**Given task a**
List every line of the rows below that contains the word "pixel", matching case exactly.

**Article**
Spoilers for last night’s season finale of The Americans below:

At the end of “The Colonel,” I did something I rarely do when watching TV alone (or, for that matter, with another person): I clapped. Not a long, standing-O bravo, just the kind of quick, relieved, delighted clap you might give a buzzer-beating shot or a gymnast’s difficult dismount. The Americans stuck its first landing.

Part of my reaction, I’ll admit, was a superficial one, to the choice of Peter Gabriel’s “Games Without Frontiers” as the soundtrack for the closing minutes. I can think of few dramas lately that have made such spot-on musical choices; its only glaringly obvious, overused period choice was “In the Air Tonight” in the pilot. “Games Without Frontiers,” in many ways, is The Americans: tense, sly, sinuous, its lyrics contrasting the banal and the menacing, imagining world war as a kind of internationalist Lord of the Flies child’s game.

The song choice is a small thing, but symbolic; it’s an example of how The Americans, through its first season and in its finale, has shown the confidence not to do the obvious thing. We’ve seen a lot of political-minded spy thrillers–24, Rubicon, Homeland, and plenty of lesser ones–build in their first seasons to a big moment of truth. There’s a temptation to unload the fireworks: to give us cliffhangers, shocking deaths, big reveals, double-crosses to outdo everything that came before them. “The Colonel” was plenty thrilling, but in the end it came back to the personal stories that set it apart.

As far as the spy storyline was concerned, the switcheroo was, deliberately, one was could see coming from the beginning of the episode: Philip and Elizabeth think that the Colonel mission is the setup, when in fact it’s the tape pickup. Watching that filled me with dread for most of the hour, not just for what would happen to the characters but what would happen to the show. (Please God, not the “someone gets captured and becomes a double agent—or do they?” route again.)

It was paced with torturous deliberation, down to Elizabeth’s slow walk toward the car as Stan and company prepared to take her down. It looked like it was headed toward some pivotal “game-changer” as the Jenningses hurtled through the streets chased by police. (A scene that, incidentally, after the Boston bombings and manhunt felt more uncomfortably close to home than anything Jack Bauer ever did.) Again, it was an action scene distinguished by its refusal to be excessive; it’s the duo’s composure, their learned discipline not to break character or lose their cool, that gives the scene tension. (It’s also why Elizabeth’s calm—shock, it turns out, from a wound and blood loss—it first seems nothing unusual.)

**Rows naming an object with points**

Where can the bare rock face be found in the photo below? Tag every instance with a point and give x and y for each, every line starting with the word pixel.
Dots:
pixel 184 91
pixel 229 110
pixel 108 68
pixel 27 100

**Given task b**
Rewrite the passage of the essay on The Americans finale starting with "Part of my reaction, I’ll" and going on through "Flies child’s game.", replacing "soundtrack" with "score".

**Exercise response a**
Where can the bare rock face be found in the photo below? Tag every instance with a point and give x and y for each, every line starting with the word pixel.
pixel 184 91
pixel 229 110
pixel 108 68
pixel 27 100

**Exercise response b**
Part of my reaction, I’ll admit, was a superficial one, to the choice of Peter Gabriel’s “Games Without Frontiers” as the score for the closing minutes. I can think of few dramas lately that have made such spot-on musical choices; its only glaringly obvious, overused period choice was “In the Air Tonight” in the pilot. “Games Without Frontiers,” in many ways, is The Americans: tense, sly, sinuous, its lyrics contrasting the banal and the menacing, imagining world war as a kind of internationalist Lord of the Flies child’s game.